▶ _What to do_
State how many lines of the listing below contain the string "rubble", counting only matches with the same letter case, and give only the number.

▶ _Data_
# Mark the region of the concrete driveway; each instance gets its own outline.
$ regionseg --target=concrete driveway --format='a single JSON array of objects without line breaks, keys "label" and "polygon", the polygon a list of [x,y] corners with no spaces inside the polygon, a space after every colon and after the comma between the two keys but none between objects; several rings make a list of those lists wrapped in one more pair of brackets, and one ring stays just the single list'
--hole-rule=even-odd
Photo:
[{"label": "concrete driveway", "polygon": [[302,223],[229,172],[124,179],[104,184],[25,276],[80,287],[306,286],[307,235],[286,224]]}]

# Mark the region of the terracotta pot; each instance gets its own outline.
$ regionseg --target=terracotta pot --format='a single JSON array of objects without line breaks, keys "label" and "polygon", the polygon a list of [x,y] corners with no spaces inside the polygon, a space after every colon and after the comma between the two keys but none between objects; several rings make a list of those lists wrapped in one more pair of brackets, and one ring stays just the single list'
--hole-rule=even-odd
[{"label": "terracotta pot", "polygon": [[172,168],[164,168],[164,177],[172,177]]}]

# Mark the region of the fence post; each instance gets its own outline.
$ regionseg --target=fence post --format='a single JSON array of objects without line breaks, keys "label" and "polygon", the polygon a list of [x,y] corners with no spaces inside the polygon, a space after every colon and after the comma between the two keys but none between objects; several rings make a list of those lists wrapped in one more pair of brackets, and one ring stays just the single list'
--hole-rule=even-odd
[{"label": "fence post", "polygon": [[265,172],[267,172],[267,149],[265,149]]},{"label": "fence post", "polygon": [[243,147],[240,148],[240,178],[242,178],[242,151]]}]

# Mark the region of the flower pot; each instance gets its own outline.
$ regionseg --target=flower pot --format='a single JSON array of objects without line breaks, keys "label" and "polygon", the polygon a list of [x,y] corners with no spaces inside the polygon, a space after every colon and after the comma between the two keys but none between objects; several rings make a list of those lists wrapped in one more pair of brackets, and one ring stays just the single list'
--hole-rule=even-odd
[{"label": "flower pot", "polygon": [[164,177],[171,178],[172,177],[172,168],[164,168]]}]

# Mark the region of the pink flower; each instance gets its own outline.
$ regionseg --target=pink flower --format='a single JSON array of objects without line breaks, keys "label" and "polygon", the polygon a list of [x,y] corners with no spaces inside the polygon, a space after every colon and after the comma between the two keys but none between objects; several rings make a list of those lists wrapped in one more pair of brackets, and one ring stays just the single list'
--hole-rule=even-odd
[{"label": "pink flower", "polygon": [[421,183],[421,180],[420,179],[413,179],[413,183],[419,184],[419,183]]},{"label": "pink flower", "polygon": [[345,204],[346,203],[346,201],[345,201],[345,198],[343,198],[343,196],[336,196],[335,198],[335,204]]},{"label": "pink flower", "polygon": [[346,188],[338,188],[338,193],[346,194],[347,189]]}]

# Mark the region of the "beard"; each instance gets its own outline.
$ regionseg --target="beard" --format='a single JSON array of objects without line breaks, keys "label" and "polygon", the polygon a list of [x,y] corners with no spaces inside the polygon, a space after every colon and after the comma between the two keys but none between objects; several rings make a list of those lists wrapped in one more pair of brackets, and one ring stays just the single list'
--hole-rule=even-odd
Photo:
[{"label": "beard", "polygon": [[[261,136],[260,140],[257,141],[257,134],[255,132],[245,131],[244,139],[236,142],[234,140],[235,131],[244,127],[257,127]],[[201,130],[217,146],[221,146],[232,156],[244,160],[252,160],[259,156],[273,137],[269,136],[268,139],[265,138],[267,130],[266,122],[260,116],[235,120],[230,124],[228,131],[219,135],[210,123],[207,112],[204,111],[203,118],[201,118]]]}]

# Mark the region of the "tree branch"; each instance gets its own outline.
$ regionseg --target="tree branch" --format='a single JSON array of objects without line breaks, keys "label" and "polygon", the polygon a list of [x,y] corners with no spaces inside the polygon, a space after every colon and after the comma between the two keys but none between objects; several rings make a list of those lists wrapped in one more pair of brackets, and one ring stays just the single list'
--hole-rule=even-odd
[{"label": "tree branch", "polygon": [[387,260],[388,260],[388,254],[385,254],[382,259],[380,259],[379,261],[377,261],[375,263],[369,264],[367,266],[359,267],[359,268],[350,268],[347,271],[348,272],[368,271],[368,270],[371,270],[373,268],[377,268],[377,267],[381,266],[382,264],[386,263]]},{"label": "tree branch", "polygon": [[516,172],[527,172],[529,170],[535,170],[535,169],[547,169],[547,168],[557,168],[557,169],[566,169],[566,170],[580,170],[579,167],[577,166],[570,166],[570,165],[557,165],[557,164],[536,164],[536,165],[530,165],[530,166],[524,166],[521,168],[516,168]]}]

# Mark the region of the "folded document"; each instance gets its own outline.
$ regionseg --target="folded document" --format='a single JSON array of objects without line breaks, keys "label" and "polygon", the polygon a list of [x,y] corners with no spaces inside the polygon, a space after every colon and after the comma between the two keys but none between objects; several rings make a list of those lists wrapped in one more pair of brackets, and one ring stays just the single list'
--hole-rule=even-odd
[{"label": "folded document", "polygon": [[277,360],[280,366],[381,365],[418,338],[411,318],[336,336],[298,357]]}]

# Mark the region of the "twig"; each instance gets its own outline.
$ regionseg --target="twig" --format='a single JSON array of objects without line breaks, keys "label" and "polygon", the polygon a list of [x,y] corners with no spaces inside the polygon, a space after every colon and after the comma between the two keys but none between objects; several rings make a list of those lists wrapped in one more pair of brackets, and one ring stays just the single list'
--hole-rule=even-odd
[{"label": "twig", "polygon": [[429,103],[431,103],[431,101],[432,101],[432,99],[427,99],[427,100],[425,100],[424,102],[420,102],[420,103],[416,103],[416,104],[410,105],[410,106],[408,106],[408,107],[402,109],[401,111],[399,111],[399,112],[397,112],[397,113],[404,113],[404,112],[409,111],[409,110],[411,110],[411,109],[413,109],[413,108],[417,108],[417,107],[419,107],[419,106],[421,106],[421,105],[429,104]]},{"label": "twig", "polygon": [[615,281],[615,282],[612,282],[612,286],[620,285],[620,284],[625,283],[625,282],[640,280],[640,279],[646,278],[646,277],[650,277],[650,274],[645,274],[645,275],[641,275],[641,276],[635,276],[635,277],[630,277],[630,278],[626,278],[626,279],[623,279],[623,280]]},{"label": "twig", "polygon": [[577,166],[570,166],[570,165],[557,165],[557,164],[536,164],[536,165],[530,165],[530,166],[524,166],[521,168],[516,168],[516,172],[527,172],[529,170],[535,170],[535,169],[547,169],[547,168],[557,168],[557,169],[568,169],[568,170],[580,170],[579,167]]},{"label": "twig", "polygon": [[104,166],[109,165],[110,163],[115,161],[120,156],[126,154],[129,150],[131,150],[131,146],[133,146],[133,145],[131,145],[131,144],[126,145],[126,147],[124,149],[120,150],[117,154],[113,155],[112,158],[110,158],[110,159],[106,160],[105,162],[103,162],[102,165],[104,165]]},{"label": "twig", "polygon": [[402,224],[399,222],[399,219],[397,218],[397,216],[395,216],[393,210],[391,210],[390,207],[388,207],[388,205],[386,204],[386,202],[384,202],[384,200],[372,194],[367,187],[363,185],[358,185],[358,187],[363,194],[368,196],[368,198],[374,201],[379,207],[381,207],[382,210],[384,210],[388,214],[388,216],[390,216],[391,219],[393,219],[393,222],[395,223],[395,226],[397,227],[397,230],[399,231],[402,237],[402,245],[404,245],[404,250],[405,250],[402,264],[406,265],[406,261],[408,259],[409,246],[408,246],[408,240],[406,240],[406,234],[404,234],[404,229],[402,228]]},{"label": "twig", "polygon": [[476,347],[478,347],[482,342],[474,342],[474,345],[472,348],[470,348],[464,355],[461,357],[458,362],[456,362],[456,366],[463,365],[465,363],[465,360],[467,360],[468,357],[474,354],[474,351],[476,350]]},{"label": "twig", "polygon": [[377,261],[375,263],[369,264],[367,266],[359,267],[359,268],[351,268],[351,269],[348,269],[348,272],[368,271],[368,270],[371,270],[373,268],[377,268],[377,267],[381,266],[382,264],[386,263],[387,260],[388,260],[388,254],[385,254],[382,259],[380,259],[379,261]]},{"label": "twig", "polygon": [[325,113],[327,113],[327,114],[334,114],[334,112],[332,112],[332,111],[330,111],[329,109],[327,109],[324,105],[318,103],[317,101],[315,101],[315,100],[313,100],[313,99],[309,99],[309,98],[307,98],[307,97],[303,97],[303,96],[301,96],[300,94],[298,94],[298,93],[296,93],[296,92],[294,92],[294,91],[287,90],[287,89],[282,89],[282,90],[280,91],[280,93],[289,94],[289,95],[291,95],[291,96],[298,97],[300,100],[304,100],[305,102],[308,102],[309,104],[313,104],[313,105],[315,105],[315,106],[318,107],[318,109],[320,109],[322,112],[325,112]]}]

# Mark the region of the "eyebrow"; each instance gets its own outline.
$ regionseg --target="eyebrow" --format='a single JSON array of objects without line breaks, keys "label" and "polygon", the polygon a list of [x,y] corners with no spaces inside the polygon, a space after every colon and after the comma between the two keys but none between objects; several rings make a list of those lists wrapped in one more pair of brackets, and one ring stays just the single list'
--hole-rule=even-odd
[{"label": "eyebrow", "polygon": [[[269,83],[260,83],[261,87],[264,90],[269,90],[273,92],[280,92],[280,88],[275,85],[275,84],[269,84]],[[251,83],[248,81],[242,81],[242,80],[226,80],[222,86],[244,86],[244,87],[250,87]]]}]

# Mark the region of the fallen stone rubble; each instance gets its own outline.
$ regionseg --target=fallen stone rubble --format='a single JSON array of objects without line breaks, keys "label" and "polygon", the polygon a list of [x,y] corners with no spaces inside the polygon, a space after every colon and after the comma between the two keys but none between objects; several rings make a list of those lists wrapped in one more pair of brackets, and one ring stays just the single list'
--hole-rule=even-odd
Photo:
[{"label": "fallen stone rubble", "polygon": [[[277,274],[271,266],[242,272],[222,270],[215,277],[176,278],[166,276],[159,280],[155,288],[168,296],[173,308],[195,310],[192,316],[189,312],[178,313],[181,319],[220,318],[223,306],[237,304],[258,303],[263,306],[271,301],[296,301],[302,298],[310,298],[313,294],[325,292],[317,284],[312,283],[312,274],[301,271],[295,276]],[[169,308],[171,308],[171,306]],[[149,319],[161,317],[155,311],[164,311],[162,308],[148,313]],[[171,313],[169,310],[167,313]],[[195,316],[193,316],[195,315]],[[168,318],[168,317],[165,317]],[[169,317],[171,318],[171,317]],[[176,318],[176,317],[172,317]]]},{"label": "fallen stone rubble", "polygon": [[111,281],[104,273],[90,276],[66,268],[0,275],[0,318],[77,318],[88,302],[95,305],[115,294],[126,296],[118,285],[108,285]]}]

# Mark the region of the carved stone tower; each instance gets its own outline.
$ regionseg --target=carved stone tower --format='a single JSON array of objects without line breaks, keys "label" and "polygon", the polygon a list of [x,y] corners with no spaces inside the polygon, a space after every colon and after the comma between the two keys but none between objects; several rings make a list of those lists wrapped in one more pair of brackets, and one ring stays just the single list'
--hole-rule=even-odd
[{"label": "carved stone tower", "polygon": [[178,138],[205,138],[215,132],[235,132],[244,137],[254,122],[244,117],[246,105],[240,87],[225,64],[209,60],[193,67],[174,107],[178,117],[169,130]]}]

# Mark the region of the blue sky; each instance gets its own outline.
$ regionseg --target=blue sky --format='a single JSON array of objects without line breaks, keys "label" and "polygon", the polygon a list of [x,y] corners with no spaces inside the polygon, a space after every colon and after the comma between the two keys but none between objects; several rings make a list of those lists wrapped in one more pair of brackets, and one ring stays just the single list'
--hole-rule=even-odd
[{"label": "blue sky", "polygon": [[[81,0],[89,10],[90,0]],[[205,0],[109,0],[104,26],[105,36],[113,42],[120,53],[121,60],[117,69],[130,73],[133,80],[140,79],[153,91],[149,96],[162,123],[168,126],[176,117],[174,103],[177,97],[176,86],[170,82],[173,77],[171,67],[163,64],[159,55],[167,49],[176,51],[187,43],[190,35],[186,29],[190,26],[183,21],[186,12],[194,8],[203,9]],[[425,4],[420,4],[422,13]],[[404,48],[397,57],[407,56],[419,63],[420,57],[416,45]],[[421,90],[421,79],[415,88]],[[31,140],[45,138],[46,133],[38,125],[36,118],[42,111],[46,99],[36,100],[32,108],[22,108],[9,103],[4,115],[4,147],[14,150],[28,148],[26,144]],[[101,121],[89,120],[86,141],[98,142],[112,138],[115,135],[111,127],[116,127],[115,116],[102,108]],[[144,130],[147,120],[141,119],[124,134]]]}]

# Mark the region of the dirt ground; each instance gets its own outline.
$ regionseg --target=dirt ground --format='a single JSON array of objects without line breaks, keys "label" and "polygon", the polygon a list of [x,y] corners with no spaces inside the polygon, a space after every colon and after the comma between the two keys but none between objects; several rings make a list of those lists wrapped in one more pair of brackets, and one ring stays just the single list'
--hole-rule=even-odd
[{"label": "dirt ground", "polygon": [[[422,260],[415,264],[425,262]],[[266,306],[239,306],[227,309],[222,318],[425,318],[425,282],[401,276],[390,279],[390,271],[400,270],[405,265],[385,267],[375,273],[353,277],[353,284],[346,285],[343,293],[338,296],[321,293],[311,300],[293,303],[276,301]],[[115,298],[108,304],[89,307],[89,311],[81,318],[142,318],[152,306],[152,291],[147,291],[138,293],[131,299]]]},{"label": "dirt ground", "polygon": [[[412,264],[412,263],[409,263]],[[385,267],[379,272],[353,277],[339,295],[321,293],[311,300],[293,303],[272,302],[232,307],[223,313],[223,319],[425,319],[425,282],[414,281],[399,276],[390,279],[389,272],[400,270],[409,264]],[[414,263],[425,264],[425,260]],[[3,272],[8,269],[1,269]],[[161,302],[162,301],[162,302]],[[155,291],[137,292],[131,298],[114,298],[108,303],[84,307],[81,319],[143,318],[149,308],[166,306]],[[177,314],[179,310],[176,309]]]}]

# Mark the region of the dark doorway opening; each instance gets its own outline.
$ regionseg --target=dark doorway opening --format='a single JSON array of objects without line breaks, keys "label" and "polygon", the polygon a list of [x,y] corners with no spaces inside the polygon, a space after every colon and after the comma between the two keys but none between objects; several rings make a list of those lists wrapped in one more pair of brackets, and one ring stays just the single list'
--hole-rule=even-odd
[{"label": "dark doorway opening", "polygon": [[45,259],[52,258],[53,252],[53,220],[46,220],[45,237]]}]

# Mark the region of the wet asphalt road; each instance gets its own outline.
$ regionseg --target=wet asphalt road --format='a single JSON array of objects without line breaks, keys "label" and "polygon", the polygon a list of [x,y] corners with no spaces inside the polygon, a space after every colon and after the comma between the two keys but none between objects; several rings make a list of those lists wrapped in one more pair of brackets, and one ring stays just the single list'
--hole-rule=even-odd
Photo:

▶ _Solution below_
3